━━━ RECORDS ━━━

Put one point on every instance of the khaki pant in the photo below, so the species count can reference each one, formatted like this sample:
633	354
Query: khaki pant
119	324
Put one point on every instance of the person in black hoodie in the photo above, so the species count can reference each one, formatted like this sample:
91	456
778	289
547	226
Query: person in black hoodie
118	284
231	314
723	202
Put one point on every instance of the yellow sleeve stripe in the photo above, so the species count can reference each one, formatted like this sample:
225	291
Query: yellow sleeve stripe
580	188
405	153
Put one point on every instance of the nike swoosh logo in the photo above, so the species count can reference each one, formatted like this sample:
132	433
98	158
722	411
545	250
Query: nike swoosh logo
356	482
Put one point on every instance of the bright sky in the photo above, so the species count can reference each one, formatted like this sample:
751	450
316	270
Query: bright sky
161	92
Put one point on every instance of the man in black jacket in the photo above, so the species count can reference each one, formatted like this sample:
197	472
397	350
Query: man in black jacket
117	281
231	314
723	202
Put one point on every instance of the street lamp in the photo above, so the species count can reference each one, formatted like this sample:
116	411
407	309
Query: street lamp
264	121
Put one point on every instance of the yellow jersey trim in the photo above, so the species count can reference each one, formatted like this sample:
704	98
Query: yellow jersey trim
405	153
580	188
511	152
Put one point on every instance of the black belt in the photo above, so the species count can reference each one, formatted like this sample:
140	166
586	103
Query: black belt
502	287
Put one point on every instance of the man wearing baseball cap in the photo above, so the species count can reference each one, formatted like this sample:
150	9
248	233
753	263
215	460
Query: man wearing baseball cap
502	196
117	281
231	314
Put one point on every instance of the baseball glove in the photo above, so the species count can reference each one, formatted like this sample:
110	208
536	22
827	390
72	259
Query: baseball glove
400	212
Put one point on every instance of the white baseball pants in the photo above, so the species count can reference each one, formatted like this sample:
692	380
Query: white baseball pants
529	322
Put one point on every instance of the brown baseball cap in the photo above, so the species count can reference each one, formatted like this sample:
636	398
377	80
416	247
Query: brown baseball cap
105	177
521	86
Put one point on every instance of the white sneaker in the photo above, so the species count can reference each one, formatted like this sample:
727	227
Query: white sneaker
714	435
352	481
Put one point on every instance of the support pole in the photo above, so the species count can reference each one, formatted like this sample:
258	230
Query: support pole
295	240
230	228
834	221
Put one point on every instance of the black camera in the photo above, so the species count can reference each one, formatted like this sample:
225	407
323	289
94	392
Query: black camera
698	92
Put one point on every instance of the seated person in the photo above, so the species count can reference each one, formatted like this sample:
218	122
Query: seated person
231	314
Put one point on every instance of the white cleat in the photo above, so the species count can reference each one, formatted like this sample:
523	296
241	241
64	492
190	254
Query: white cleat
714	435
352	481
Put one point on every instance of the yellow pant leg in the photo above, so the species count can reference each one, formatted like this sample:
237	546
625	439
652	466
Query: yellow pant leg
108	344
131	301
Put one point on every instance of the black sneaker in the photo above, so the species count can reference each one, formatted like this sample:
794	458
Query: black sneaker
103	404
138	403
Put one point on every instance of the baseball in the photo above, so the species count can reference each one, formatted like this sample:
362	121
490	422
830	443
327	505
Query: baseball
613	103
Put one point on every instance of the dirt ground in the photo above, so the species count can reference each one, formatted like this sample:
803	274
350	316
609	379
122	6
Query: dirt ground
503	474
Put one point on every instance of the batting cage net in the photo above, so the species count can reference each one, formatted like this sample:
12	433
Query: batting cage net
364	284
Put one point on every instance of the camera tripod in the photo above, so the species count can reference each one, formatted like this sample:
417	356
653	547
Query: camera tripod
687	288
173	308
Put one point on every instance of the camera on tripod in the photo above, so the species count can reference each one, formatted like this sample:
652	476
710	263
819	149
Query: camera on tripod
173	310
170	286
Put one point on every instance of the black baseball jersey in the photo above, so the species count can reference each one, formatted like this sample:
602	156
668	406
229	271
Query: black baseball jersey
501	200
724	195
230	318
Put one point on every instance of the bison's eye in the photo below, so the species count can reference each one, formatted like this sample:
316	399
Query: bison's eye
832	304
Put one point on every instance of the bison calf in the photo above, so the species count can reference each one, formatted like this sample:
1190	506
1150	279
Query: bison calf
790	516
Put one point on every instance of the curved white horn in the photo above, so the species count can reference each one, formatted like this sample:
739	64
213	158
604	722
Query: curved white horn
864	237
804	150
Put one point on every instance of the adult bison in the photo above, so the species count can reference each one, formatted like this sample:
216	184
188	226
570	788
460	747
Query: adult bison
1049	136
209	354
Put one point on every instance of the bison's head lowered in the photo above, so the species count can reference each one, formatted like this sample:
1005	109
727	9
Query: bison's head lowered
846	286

━━━

• TRY IT:
Report each line in the preceding entries that holds the string "below".

• REPLY TO THE TASK:
Put one point on every instance of the khaki pant in the photo below, so the species count can reference each one, formatted like this sample:
Put one point on every instance of the bison's eye in the photo below, so the species count can reference each one, formatted like this sample:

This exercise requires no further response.